━━━ Items

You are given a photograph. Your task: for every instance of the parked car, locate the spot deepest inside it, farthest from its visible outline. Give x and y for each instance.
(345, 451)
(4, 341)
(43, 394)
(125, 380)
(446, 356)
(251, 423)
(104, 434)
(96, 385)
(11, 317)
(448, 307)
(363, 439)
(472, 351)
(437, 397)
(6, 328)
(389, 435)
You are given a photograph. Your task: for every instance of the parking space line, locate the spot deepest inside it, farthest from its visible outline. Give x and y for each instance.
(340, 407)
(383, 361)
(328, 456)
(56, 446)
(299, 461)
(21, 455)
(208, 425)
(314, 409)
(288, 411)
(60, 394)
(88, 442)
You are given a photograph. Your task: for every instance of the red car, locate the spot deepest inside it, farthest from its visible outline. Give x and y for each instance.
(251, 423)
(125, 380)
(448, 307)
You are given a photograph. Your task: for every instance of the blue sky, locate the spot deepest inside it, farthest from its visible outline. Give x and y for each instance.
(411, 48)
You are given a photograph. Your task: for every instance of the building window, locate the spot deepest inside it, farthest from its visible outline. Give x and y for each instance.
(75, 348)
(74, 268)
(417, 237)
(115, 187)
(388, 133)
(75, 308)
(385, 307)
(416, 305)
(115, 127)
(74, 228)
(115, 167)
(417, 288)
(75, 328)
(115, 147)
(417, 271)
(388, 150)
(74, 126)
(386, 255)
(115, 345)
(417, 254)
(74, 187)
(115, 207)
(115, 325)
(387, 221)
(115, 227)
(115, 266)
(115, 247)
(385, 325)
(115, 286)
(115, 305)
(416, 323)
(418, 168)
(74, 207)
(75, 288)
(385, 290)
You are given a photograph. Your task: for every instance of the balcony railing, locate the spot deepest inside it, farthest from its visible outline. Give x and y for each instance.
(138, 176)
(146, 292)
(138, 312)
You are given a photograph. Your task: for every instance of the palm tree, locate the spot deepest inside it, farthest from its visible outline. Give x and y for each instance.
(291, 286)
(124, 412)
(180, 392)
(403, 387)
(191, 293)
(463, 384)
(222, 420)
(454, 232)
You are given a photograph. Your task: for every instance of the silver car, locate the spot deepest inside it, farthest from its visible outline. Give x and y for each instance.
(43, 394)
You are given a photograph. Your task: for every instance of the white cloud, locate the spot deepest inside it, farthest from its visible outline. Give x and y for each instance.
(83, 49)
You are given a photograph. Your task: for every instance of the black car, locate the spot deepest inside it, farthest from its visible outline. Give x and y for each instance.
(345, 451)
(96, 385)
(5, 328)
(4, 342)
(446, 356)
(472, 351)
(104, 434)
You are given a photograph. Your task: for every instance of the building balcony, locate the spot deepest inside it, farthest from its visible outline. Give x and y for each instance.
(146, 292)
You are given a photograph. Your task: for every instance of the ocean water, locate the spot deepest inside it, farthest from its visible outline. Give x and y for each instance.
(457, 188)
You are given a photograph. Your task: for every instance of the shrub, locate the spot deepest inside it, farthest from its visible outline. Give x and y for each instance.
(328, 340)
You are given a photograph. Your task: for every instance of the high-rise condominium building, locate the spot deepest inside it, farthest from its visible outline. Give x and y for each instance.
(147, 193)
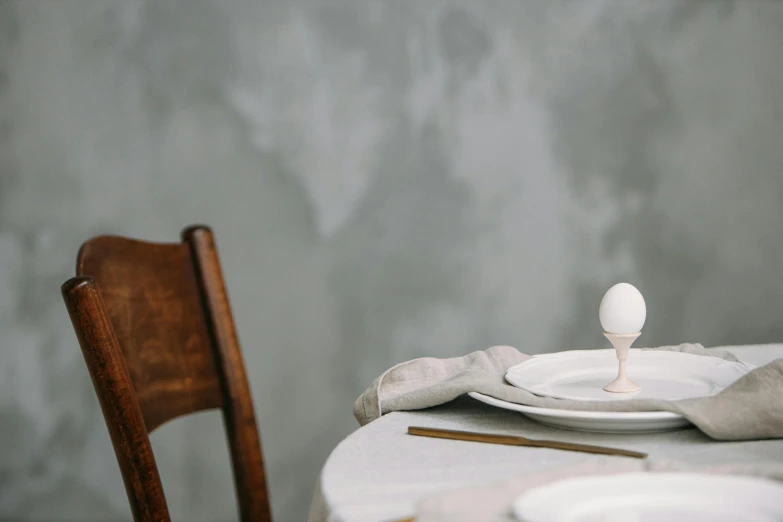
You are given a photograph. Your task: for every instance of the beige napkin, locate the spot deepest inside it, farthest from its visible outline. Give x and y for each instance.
(492, 503)
(751, 408)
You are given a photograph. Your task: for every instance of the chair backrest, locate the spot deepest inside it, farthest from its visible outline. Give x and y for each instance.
(157, 334)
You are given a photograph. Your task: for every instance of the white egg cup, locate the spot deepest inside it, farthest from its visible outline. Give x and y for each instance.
(622, 343)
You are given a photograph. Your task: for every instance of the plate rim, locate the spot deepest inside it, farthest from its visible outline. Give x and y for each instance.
(581, 414)
(643, 477)
(603, 352)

━━━━━━

Copy out, word for word, the stretch of the items from the line containing "the white egg" through the final line of the items.

You are given a photograph. Your task: for every instance of the white egg cup, locate the spot deepest inside it, farthest from its visible outline. Give x and y for each instance.
(622, 343)
You are given a photograph. Your task: for every instance of the plate rim, locate the spot deepest inside it, farthest from its visible outline. Give x and y for each instance.
(581, 414)
(643, 477)
(603, 352)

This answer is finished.